- Records provided -
>> Begin

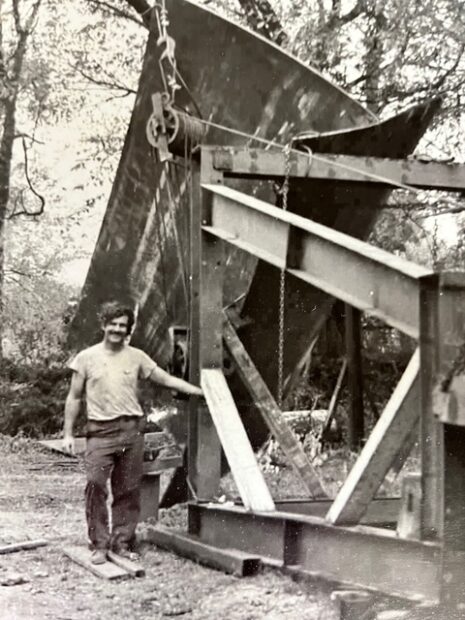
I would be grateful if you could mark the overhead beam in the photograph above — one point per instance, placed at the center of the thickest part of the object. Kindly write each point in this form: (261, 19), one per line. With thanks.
(370, 279)
(266, 404)
(380, 451)
(236, 445)
(258, 163)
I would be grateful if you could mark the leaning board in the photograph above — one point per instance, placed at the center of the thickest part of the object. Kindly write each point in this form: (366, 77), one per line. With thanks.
(236, 445)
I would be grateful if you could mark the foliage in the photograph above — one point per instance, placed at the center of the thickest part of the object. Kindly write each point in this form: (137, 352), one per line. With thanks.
(32, 399)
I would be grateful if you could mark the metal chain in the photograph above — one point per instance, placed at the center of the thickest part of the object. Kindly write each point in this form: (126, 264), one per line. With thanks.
(282, 279)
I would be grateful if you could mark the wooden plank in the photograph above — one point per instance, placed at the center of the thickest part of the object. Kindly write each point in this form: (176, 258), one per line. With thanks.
(232, 561)
(334, 399)
(22, 546)
(241, 458)
(374, 281)
(392, 429)
(82, 556)
(256, 163)
(355, 376)
(133, 568)
(266, 404)
(56, 445)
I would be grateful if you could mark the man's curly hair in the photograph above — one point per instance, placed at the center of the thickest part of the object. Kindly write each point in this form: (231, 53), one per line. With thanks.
(114, 309)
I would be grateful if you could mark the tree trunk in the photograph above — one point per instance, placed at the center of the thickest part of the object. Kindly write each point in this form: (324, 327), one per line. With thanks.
(6, 155)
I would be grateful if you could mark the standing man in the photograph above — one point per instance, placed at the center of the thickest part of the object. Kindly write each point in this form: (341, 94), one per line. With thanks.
(107, 375)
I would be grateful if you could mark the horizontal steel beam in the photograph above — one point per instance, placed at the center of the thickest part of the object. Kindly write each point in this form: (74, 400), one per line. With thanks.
(361, 556)
(258, 163)
(376, 282)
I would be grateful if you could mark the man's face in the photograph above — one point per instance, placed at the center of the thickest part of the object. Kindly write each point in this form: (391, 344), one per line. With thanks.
(116, 330)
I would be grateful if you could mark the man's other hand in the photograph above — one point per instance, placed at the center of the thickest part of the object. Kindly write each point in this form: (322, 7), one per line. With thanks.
(68, 444)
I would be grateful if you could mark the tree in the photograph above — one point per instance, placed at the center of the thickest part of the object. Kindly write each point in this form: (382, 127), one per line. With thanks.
(12, 59)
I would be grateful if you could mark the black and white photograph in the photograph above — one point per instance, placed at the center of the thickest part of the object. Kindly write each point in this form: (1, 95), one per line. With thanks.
(232, 309)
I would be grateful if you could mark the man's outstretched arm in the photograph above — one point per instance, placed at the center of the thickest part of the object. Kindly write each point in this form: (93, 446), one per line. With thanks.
(161, 377)
(72, 408)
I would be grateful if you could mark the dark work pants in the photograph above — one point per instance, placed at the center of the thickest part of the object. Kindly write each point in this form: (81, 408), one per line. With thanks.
(114, 451)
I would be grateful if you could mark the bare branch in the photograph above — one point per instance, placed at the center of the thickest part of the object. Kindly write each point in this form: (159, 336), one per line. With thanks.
(110, 8)
(107, 84)
(26, 135)
(41, 199)
(16, 16)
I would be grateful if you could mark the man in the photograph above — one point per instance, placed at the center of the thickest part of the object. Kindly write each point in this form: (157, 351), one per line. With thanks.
(107, 374)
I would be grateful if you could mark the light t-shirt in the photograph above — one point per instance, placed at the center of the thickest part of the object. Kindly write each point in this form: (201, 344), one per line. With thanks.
(111, 380)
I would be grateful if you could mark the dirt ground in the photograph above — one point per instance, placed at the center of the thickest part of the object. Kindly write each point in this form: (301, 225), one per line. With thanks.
(41, 496)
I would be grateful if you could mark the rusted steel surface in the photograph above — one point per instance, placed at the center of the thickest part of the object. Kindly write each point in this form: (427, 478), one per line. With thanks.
(362, 556)
(343, 206)
(240, 81)
(236, 79)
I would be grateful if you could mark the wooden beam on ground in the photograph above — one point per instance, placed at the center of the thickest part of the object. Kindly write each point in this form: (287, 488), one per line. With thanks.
(133, 568)
(232, 561)
(359, 274)
(356, 421)
(258, 163)
(392, 429)
(266, 404)
(236, 445)
(22, 546)
(82, 556)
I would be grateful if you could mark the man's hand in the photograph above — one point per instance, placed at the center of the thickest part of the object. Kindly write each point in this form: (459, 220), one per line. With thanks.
(68, 444)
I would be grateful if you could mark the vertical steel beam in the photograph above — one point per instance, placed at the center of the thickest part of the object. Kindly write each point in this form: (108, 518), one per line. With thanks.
(355, 375)
(452, 337)
(206, 280)
(431, 431)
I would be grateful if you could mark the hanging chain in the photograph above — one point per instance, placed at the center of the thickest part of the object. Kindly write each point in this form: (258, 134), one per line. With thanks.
(282, 278)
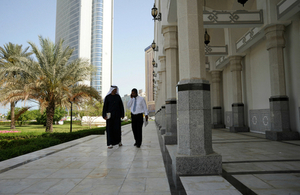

>> End

- Work to do -
List every line in the records that contains the string "ground".

- Solution to this exercise -
I would be grateful if you could mark the dirt ground in the photograph above — one point per instance, placed at the center of the thickest part of the object. Kindly write each point in this form: (301, 225), one per line. With thanks.
I would be grateful if you could mark the wooden beam on ground in the photograph above — one point per instance, placed at the center of the thickest part of the object. Kindly write each point in this form: (287, 488), one per line. With thanks.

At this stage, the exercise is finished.